-- Excerpt to read --
────
NCAA Basketball: Southern California at Oregon
“How much better than Steve Alford am I? This much.”
Troy Wayrynen-USA TODAY Sports

I’m going to try something new for this post-game, and provide you a running diary of my thoughts throughout this game between the UCLA Bruins and Oregon Ducks. Hope you enjoy it!

  • I’m starting this late in the first half, for a few reasons. One, I only just got to my computer, since I was eating dinner at the beginning of the half. The other is that I only now decided I wanted to do this, instead of trying to create any deeper meaning from a game that so clearly showed that Steve Alford has no clue when it comes to coaching. And also because DC said I should just copy the post-game from 2 years ago but dammit I have standards.
  • In the time I started typing that, the Pac-12 refs managed to blow 3 calls in a row, Prince Ali had a hilariously bad turnover that led to a fast-break dunk, and Jaylen Hands hit a step-back 3. So yeah, all over the place.
  • Oh, and the Bruins fouled Oregon with 2.1 seconds left in the half. Good basketball team, this one.
  • Ok, we’re at halftime, so let me first say that boy, Aaron Holiday had a nightmare first half. 1 point, 0-2 shooting, 3 fouls (1 a technical), and 2 turnovers in 10 minutes. I can’t even say that’s GG-level play, because at least GG plays within himself on the offensive end. Overall, just a great first-half performance in a must-win game from the team leader.
  • I also can’t say Thomas Welsh is the leader because I just don’t think that’s in his nature. That said, he’s been the bright spot on offense with 11 points on 3-5 shooting, to go with a concerted effort to stay and score inside.
  • You’ll never believe this, but the reason UCLA is losing this game is, again, another mix of bad defense and bad offense. UCLA straight-up refuses to guard 3-point shooter, and I’d conservatively say that 13 of Oregon’s 16 3-point attempts were uncontested. The Ducks also did a ton inside, scoring 24 points in the paint compared to a paltry 10 for the Bruins. The wings are continually losing their assignments, which leads to ridiculous things like Thomas Welsh having to close out on a corner 3 for idiotic reasons.
────
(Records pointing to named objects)

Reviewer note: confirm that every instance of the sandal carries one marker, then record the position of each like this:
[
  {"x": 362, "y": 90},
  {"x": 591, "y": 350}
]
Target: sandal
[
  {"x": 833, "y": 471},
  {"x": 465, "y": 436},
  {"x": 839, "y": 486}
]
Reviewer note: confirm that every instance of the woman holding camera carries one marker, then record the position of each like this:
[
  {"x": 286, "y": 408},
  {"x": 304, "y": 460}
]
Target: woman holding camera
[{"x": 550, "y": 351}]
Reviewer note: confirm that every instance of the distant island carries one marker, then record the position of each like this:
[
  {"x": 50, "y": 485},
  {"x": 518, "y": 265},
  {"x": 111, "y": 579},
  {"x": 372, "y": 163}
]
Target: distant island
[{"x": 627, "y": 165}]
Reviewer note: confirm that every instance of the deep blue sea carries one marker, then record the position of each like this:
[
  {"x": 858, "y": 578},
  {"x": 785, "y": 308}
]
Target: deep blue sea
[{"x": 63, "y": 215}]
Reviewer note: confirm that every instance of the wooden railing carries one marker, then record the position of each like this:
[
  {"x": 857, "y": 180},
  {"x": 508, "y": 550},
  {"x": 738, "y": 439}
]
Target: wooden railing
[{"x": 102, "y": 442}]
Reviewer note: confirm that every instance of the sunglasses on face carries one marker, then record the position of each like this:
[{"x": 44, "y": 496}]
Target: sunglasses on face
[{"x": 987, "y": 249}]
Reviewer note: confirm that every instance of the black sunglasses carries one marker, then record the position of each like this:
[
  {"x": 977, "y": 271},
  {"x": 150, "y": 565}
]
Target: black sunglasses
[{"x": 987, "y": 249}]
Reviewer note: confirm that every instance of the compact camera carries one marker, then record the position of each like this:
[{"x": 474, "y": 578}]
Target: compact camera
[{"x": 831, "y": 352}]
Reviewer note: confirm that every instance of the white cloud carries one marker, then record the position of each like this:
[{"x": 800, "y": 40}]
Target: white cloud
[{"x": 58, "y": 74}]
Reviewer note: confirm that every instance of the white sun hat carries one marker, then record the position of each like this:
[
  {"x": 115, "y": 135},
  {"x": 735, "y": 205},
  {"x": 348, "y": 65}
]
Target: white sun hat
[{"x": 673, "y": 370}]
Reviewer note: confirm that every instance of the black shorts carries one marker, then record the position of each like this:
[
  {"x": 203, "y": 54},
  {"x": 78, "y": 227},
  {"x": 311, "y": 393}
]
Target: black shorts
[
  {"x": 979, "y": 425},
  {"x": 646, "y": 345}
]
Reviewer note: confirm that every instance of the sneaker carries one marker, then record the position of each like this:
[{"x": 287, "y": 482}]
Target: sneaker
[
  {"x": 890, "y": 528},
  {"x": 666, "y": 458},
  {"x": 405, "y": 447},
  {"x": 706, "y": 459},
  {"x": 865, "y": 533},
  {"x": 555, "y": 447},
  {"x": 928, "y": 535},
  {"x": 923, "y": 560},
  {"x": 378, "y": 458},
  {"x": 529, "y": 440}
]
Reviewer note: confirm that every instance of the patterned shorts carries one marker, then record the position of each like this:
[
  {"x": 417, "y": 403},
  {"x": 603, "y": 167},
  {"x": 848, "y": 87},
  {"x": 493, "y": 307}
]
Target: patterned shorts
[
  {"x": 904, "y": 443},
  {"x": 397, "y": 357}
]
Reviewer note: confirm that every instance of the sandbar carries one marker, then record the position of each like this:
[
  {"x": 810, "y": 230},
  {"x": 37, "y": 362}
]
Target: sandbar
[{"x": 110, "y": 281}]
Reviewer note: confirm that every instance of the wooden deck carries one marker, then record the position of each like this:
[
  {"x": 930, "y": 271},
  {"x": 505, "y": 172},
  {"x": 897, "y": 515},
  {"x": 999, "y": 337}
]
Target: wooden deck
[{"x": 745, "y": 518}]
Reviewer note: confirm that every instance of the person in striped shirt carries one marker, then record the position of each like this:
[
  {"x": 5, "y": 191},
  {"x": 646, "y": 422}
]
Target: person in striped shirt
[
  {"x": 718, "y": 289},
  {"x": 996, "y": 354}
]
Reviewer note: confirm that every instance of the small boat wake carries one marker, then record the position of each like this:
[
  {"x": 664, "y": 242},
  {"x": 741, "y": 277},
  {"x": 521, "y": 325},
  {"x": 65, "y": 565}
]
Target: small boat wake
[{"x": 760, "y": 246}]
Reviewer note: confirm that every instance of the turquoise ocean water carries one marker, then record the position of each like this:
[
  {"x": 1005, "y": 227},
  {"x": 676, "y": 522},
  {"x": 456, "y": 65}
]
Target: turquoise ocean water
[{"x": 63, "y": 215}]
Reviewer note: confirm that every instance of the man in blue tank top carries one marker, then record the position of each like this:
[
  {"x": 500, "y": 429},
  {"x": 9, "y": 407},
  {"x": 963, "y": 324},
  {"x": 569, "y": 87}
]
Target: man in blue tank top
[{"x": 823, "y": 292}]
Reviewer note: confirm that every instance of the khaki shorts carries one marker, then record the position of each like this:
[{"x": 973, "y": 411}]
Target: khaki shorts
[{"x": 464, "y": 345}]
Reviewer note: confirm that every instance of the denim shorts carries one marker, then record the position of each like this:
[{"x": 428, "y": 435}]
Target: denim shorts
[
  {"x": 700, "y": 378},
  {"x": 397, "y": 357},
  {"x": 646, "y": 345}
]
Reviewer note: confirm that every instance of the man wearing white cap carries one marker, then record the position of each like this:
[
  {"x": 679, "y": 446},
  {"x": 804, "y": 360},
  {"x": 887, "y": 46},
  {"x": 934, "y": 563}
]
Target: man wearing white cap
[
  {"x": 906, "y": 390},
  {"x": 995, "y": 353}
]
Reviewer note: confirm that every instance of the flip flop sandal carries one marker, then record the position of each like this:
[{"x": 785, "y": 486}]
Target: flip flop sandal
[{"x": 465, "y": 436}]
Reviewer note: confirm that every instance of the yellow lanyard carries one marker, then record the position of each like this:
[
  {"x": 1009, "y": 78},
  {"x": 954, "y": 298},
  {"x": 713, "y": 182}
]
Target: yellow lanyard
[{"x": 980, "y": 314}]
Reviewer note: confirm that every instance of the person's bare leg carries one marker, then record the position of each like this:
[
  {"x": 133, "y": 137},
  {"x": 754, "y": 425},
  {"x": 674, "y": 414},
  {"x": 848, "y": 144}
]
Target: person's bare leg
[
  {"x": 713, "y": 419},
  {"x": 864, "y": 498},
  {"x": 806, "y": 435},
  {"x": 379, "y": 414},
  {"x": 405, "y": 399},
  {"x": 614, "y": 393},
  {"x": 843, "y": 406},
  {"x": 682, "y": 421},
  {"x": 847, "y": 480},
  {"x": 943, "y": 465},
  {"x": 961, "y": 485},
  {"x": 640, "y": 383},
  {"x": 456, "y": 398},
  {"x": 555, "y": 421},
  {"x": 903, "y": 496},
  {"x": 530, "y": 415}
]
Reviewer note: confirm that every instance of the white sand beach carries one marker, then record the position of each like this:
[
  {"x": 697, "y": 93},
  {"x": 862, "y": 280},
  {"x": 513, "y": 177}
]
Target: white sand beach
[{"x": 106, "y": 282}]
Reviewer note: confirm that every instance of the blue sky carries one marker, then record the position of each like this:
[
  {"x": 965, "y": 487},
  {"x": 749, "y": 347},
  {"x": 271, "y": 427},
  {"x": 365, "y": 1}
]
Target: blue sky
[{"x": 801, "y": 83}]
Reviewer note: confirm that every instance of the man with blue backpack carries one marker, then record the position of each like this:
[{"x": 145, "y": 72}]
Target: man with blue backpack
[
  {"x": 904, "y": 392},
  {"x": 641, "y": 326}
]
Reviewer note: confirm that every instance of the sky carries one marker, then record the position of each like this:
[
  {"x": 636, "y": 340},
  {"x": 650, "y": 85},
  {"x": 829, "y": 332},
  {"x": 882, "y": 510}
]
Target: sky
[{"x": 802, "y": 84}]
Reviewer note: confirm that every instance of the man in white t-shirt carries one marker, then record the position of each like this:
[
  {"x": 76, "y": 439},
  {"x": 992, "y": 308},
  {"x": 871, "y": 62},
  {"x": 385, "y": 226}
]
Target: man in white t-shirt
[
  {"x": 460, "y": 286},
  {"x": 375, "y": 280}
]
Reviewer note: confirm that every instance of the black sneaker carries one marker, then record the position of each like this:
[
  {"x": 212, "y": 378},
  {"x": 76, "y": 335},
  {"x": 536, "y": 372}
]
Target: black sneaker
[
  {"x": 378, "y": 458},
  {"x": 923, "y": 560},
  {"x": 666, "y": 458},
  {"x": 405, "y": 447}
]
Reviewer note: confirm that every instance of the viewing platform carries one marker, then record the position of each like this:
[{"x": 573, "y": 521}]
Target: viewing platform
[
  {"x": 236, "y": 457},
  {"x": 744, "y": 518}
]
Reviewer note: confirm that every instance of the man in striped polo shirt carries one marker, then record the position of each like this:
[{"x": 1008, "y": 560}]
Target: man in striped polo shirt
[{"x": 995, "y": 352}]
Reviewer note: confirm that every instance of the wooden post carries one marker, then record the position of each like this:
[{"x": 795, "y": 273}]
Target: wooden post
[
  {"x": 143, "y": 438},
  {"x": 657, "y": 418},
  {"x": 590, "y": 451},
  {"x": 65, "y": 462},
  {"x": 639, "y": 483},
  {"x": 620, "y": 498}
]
────
-- Objective --
Translate this sentence from the game diary into Spanish: "Oh, and the Bruins fouled Oregon with 2.1 seconds left in the half." Work from the game diary alone.

-- Output of the exercise --
Ah, y los Bruins le cometieron una falta a Oregon cuando quedaban 2,1 segundos de la primera mitad.